> Directive a
Please copy out the rows between the line containing "Trace the outline of every instance of the <item>vegetation" and the end of the rows, inclusive, keeping them word for word.

> Document text
I looked to my peers and seniors for guidance, and they looked to the agile manifesto, the gang of four and others. Those who packaged up existing ideas and best practices, set against a growing trend of Taylorism, and wrapped themselves in a punk ethos fighting the power, wielding keyboards like axes.

And there was value in what they were selling, small pieces that fed my hunger for “something better”.

But for all the bravado, the facade of Woody Guthrie and Bruce Springsteen they presented, deep down they were the establishment, tweaking the system slightly for their own benefit, re-engaging the bro culture of the “frontier spirit” of the early internet. Rules and processes are dictated by “the man” to restrict our freedom to innovate, and to work in the best way.

Companies formed and rose on the counter-culture ethic, buoyed by the vacuum left as union power fell, blinding us all that tech was the new utopia, and it brought a meritocracy that would bring equality.

And the gods saw agile, and it was good.

We moved fast and broke stuff, re-wrote the rules. The industry didn’t take time to consider why those rules existed, just that they were roadblocks.

So when women and people of colour, and anyone else who wasn’t a bro, stepped into the arena, they were vulnerable. Because there were still rules, just no process. And the rules aren’t made for them. And the gatekeepers, clear in their self-image that they weren’t racist, or sexist, and only discriminated on merit, could not comprehend that processes and written rules exist to limit privilege, because equality means nothing without equity.

They asked all of us, the squirrels, the rhinos, the fish, and the peacocks, to climb trees and collect nuts to demonstrate our worthiness to join their club, without regard for our skills or our backgrounds. They bully, they fight, they protect their own, because rules weigh us down, man.

> Supplied records

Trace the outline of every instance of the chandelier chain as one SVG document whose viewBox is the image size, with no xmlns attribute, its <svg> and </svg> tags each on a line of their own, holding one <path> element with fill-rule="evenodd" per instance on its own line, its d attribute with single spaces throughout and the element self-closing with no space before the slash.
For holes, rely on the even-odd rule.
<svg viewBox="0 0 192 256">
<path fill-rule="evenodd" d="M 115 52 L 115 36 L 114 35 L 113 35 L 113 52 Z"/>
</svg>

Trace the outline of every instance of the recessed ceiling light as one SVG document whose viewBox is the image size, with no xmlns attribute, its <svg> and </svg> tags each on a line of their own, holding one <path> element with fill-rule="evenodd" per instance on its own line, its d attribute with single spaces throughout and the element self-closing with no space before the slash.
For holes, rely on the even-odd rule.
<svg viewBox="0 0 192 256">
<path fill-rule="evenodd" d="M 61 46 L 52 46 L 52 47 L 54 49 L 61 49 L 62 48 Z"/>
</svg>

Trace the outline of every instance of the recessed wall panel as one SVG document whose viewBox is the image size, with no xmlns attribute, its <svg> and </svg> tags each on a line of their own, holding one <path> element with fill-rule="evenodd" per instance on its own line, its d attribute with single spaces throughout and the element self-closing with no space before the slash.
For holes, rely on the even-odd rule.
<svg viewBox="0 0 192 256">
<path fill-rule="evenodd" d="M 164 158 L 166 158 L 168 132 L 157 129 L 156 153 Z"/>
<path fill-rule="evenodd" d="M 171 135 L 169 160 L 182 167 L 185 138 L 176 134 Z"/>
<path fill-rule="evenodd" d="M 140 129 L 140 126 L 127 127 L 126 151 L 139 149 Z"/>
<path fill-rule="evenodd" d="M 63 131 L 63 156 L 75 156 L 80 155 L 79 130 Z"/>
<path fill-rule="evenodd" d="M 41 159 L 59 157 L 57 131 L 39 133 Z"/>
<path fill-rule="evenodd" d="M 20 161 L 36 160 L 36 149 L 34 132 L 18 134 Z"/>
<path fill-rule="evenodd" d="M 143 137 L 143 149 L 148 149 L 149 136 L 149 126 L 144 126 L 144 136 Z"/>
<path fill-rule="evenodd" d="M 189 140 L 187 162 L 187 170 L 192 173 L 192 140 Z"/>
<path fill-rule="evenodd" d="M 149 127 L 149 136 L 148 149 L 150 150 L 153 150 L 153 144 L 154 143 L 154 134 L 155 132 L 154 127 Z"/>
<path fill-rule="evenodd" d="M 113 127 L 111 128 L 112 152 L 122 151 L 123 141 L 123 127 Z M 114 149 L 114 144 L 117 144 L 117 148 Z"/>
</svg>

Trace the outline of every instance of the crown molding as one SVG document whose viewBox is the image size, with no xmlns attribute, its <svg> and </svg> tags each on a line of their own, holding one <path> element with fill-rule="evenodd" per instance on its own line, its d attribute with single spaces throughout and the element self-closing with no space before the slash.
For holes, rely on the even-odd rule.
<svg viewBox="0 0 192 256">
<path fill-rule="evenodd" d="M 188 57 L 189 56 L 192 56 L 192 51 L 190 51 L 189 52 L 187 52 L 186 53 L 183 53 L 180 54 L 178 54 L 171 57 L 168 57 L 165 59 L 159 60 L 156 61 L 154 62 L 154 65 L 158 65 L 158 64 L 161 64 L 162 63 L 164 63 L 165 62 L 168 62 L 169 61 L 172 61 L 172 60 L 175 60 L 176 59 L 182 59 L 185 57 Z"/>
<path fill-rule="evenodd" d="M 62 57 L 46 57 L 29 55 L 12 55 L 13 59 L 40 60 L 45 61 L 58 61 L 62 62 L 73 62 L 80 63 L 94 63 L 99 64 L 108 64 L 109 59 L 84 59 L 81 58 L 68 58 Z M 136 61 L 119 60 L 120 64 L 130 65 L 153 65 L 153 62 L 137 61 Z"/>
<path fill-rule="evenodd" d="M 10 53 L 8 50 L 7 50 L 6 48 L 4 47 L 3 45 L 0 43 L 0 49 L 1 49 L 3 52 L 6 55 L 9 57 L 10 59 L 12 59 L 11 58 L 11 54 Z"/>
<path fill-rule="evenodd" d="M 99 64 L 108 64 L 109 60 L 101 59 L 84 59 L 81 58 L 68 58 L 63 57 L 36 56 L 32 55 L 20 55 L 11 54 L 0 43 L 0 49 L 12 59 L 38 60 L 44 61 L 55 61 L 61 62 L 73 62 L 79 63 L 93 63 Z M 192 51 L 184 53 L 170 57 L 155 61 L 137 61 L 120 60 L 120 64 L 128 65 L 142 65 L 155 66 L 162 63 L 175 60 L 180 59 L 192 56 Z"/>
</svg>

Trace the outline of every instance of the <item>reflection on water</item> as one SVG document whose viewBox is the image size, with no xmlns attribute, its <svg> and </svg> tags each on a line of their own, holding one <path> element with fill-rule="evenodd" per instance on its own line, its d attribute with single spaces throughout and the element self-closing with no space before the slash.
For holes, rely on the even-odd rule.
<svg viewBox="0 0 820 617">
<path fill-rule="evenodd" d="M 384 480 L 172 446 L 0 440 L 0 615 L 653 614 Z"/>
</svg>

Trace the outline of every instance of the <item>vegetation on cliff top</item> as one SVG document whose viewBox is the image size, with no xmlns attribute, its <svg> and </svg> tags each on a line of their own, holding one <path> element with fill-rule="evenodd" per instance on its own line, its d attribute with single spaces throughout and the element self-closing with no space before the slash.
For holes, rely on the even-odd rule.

> Directive b
In the passage about tech culture, what reason is given for why women, people of colour, and anyone else who wasn't a bro were vulnerable when they stepped into the arena?

> Full solution a
Trace the outline of every instance of the <item>vegetation on cliff top</item> as one SVG document whose viewBox is the image size, with no xmlns attribute, its <svg> and </svg> tags each on a line of their own, holding one <path> element with fill-rule="evenodd" per instance on its own line, its d attribute with single spaces throughout and the element self-closing with no space before the slash.
For holes, rely on the even-odd rule.

> Full solution b
They were vulnerable because there were still rules but no process. Those rules weren't made for them.